**ZADANIE A:** Wypisz wszystkie komisje i trybunały wymienione z nazwy w tekście o sporze Polski z Komisją Europejską.
**ZADANIE B:**
Odpowiedz krótko na pytania do tekstu o sporze Polski z Komisją Europejską.
(i) Na jakiej uczelni wykłada Dominika Harasimiuk?
(ii) Do czego może doprowadzić ignorowanie przez Polskę niekorzystnego wyroku TSUE?
(iii) Od jakiego miesiąca, według rozmówczyni, powaga sytuacji się nie zmieniła?
**ZADANIE C:** Dopisz dalszy ciąg tekstu o sporze Polski z Komisją Europejską, zaczynając od miejsca, w którym się urywa.

··· FRAGMENT TEKSTU ···

Dr Dominika Harasimiuk, ekspert od prawa międzynarodowego i wykładowca Uczelni Łazarskiego: Komisja Europejska potencjalnie będzie mogła wszcząć przed Trybunałem Sprawiedliwości UE procedurę o niewywiązywanie się przez Polskę ze zobowiązań traktatowych. Ignorowanie przez Polskę ewentualnego niekorzystnego wyroku TSUE, może doprowadzić do nałożenia na nas surowych kar pieniężnych.

Komisja Europejska postawiła Polsce ultimatum. Władza ma szybko doprowadzić do rozwiązania problemu z Trybunałem Konstytucyjnym. Komisja uznała, że trybunał nie może aktualnie zagwarantować efektywnego stwierdzania zgodności ustaw z konstytucją. Wizerunek Polski spada na łeb, na szyję?

Wizerunkowo jest to dla Polski poważny problem. Polska jest jak dotąd jedynym krajem Unii Europejskiej, w stosunku do którego Komisja Europejska uruchomiła mechanizm kontroli praworządności. Powaga sytuacji w mojej opinii nie zmieniła się od stycznia, kiedy KE podjęła oficjalne kroki wszczynając pierwszy etap tej procedury, oparty na dialogu z państwem członkowskim. Zignorowanie przez Polskę opinii Komisji Weneckiej, która brana była pod uwagę przez Komisję Europejską przy ocenie sytuacji w naszym kraju, było wyraźnym sygnałem, że sytuacja jest patowa. Sygnał od Komisji Europejskiej przekazany w ostatnich dniach nie jest zaskoczeniem, a był do przewidzenia w kontekście wcześniejszych wydarzeń i stanowiska naszego rządu i prezydenta.

··· DOSTARCZONY MATERIAŁ ···

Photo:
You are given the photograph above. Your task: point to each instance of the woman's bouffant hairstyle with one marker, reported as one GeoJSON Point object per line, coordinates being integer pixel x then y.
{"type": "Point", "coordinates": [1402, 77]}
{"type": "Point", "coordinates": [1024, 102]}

···

**ODPOWIEDŹ A:**
Komisja Europejska
Trybunał Sprawiedliwości UE
Trybunał Konstytucyjny
Komisja Wenecka

**ODPOWIEDŹ B:**
(i) Na Uczelni Łazarskiego.
(ii) Do nałożenia na Polskę surowych kar pieniężnych.
(iii) Od stycznia.

**ODPOWIEDŹ C:**
Jak blisko jesteśmy pozbawienia nas głosu w Radzie Unii Europejskiej?

Procedura kontroli praworządności podejmowana przez KE sama w sobie nie może doprowadzić do pozbawienia głosu w Radzie Unii Europejskiej, ani pozbawienia nas wprost dostępu do funduszy unijnych. Może jednak być podstawą do uruchomienia przez Komisję, jako jednego z uprawnionych podmiotów, mechanizmów traktatowych określonych w art. 7 TUE. Dopiero przejście procedur traktatowych związanych ze stwierdzeniem przez Radę Europejską poważnego i stałego naruszenia zasad i wartości, na których opiera się UE, może doprowadzić do podjęcia decyzji o zawieszeniu prawa głosu w Radzie UE. Taka decyzja może być podjęta przez samą Radę UE i jest to bardzo poważne ograniczenie możliwości decyzyjnych danego państwa członkowskiego i jego wpływu na politykę i prawo UE.

Jeśli nie będzie postępu, wiceprzewodniczący komisji Frans Timmermans wyda ostateczną opinię na temat praworządności w naszym kraju. To otworzy drzwi wdrożeniu drugiej fazy procedury praworządności. Co to oznacza?

Jeżeli nie będzie postępu do 23 maja br., wiceprzewodniczący Timmermans przyjmie opinię w przedmiocie praworządności, o której Komisja Europejska wstępnie dyskutowała, a której częścią będą zagadnienia wskazane w ultimatum (m. in. konieczność zaprzysiężenia przez prezydenta trzech sędziów wybranych przez poprzedni Sejm i publikacja wyroku Trybunału Konstytucyjnego z 9 marca 2016 r.). Po przyjęciu opinii zostanie ona przekazana polskim władzom, które będą miały dwa tygodnie na przedstawienie swojego stanowiska. Na jego podstawie, Komisja będzie kontynuowała, jak sama go nazywa, „konstruktywny dialog” z polskim rządem, tak by znaleźć rozwiązania dotyczące problemów poruszonych w opinii. Jeżeli w rozsądnym terminie tych problemów nie uda się rozwiązać, wówczas KE będzie mogła skierować oficjalne zalecenia.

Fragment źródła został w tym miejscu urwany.